(Coordinate annotation rows)
•••
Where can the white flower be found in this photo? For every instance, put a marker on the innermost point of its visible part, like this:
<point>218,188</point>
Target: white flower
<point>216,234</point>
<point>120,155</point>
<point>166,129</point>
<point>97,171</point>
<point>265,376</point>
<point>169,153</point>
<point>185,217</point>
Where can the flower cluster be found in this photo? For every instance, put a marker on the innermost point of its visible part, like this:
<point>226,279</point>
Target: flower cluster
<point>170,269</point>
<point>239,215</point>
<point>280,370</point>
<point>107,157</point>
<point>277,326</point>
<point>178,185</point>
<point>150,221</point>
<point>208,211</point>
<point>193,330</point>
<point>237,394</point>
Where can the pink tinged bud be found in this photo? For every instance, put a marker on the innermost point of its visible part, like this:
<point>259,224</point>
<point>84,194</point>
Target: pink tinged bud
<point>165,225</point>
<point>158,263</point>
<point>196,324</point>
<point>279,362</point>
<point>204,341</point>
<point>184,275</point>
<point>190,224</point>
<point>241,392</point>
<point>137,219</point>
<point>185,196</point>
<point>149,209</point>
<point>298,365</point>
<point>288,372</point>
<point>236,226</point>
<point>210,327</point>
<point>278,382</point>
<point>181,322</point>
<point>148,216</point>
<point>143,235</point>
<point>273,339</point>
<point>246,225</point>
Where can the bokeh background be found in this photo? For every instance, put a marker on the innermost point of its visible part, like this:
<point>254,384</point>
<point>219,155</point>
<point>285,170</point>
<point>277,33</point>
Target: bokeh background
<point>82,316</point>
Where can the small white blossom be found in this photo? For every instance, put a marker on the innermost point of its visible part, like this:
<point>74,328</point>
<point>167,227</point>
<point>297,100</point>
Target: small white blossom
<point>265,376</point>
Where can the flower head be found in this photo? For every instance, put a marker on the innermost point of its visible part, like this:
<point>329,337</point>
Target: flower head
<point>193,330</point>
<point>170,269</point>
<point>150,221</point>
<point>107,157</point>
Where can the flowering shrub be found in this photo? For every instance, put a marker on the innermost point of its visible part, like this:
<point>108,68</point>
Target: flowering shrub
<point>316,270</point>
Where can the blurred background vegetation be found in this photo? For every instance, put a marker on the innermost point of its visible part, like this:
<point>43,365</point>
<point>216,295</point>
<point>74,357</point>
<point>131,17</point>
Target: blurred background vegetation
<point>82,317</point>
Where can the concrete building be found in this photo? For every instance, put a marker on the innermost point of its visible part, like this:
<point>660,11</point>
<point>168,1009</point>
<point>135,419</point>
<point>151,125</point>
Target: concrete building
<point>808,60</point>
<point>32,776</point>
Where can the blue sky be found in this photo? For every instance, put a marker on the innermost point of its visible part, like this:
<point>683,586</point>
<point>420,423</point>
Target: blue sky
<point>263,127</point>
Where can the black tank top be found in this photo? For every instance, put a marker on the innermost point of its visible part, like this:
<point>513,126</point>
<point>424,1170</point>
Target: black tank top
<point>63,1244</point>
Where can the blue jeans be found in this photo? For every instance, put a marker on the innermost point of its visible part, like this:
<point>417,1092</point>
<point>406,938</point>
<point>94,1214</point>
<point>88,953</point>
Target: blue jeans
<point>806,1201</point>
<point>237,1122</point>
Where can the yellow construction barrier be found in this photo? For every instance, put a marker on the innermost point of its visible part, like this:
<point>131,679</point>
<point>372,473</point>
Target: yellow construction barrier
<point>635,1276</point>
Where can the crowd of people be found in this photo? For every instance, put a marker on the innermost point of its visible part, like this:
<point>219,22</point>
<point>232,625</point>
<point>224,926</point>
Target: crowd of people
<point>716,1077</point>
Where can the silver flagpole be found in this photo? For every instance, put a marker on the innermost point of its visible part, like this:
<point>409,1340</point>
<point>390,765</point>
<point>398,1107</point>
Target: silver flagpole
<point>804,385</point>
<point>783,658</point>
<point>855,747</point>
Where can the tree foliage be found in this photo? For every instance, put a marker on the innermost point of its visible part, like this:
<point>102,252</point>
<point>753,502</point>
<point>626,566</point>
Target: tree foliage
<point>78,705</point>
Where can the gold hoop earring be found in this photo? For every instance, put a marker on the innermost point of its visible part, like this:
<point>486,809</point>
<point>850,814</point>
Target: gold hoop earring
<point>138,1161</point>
•••
**Goal:** Copy every row above verbatim, changing nothing.

**Written response:**
Where can the white flower be found in this photo? For every instance, put a marker on the innermost point of its visible part, like this:
<point>218,188</point>
Target: white flower
<point>216,234</point>
<point>120,155</point>
<point>166,129</point>
<point>97,171</point>
<point>265,376</point>
<point>169,153</point>
<point>185,217</point>
Where can the flower cluster be found in this photo? For every instance, put a marker on the innermost point of its visible part, like this:
<point>226,279</point>
Target: flower cluster
<point>170,269</point>
<point>239,215</point>
<point>280,370</point>
<point>107,157</point>
<point>277,326</point>
<point>178,185</point>
<point>150,221</point>
<point>208,211</point>
<point>193,330</point>
<point>237,394</point>
Where can the pink tinged bud be found in this photo? For every instance, put a marker on the innermost point of its visible part, like this:
<point>259,224</point>
<point>84,194</point>
Target: pink tinged bud
<point>165,225</point>
<point>158,263</point>
<point>196,324</point>
<point>279,362</point>
<point>204,341</point>
<point>184,275</point>
<point>190,224</point>
<point>241,392</point>
<point>137,219</point>
<point>185,196</point>
<point>149,209</point>
<point>298,365</point>
<point>288,372</point>
<point>236,226</point>
<point>210,327</point>
<point>278,382</point>
<point>181,322</point>
<point>148,216</point>
<point>143,235</point>
<point>273,339</point>
<point>246,225</point>
Where can the bokeh background be found in this photo? For every instance, put a marker on the innermost point of its visible part, like this:
<point>254,384</point>
<point>219,155</point>
<point>285,170</point>
<point>277,33</point>
Target: bokeh background
<point>82,316</point>
Where can the small white blossom be found in this photo? For every instance, put a marker on the innermost point of its visible part, like this:
<point>74,328</point>
<point>167,227</point>
<point>297,100</point>
Target: small white blossom
<point>265,376</point>
Where can the flower head be found in this photo? For every instance, put a marker on the innermost point of its visible part, like this:
<point>329,337</point>
Target: flower head
<point>193,330</point>
<point>170,269</point>
<point>150,221</point>
<point>107,157</point>
Where can the flowering shrub be found in this photo? For every instance, put a marker on the innermost point of its visible part, like this:
<point>108,68</point>
Target: flowering shrub
<point>316,270</point>
Where can the blurred background vegetation be found in this photo? For every instance, put a marker on the innermost point of its visible part, like this:
<point>43,365</point>
<point>216,295</point>
<point>74,357</point>
<point>131,17</point>
Target: blurred background vegetation
<point>82,317</point>
Where can the concrete building be found in this photo? For every instance, put a marker on the innermost point of its visible part, like this:
<point>660,11</point>
<point>168,1009</point>
<point>135,419</point>
<point>151,125</point>
Target: concrete building
<point>808,60</point>
<point>32,776</point>
Where can the blue sky be found in this photo? For every instance, put a marker on the innermost point of its visible part, like this:
<point>683,586</point>
<point>420,423</point>
Target: blue sky
<point>263,127</point>
Where can the black tank top be found in this photo? For every instance, put a marker on the innermost point of its visible part, like this:
<point>513,126</point>
<point>424,1170</point>
Target: black tank top
<point>63,1244</point>
Where can the blue jeans be found in this photo? For every instance, put a marker on the innermost point of its visible part, like this:
<point>417,1092</point>
<point>406,938</point>
<point>94,1214</point>
<point>88,953</point>
Target: blue jeans
<point>806,1201</point>
<point>237,1122</point>
Where can the yellow construction barrier be found in this photo? For every instance, put a marker on the innermost point of its visible part, like this:
<point>131,679</point>
<point>372,473</point>
Target: yellow construction barrier
<point>635,1276</point>
Where can the crowd of people be found in this photo? For every instance, put a marker on the innermost point of its visible part, like this:
<point>219,22</point>
<point>232,625</point>
<point>224,926</point>
Target: crowd of people
<point>716,1077</point>
Where can the silver flagpole be found in this photo? For every instance, put a marker on the innermost point of its visible part, like this:
<point>409,1340</point>
<point>390,765</point>
<point>398,1107</point>
Target: silver flagpole
<point>804,385</point>
<point>783,658</point>
<point>855,747</point>
Where can the tree foliage be found in this photo? For every instance, put a marker on the innermost point of its visible part, like this:
<point>102,252</point>
<point>753,502</point>
<point>626,566</point>
Target: tree foliage
<point>78,705</point>
Where can the gold hoop earring be found in this photo? For every instance, put a marker on the innermost point of its visible part, like this:
<point>486,809</point>
<point>850,814</point>
Target: gold hoop earring
<point>138,1161</point>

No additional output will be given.